'''

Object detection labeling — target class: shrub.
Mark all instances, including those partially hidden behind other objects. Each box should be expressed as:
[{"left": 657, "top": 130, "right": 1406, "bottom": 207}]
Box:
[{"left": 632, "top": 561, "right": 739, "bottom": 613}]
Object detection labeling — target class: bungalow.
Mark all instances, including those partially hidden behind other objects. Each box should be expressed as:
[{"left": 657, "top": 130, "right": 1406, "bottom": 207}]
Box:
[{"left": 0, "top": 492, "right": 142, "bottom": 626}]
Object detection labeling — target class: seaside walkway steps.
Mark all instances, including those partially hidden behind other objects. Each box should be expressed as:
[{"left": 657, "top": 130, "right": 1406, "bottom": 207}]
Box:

'''

### REQUIREMENT
Copy out all of the lines above word for word.

### RESULT OF THIS EXERCISE
Object detection labeling — target class: shrub.
Mark all instances, including those partially hidden behind other objects. Each box should be expressed as:
[{"left": 657, "top": 130, "right": 1406, "bottom": 207}]
Box:
[{"left": 632, "top": 561, "right": 739, "bottom": 613}]
Object detection labeling — target class: bungalow.
Mark all instances, including those partially hidden behind other objects. Each box should be expressed as:
[{"left": 657, "top": 130, "right": 1406, "bottom": 207}]
Box:
[{"left": 0, "top": 492, "right": 142, "bottom": 626}]
Object detection labeling — target class: seaside walkway steps.
Mark all instances, including those partially hidden behind other objects. Each box should be expressed as:
[{"left": 657, "top": 130, "right": 1406, "bottom": 207}]
Box:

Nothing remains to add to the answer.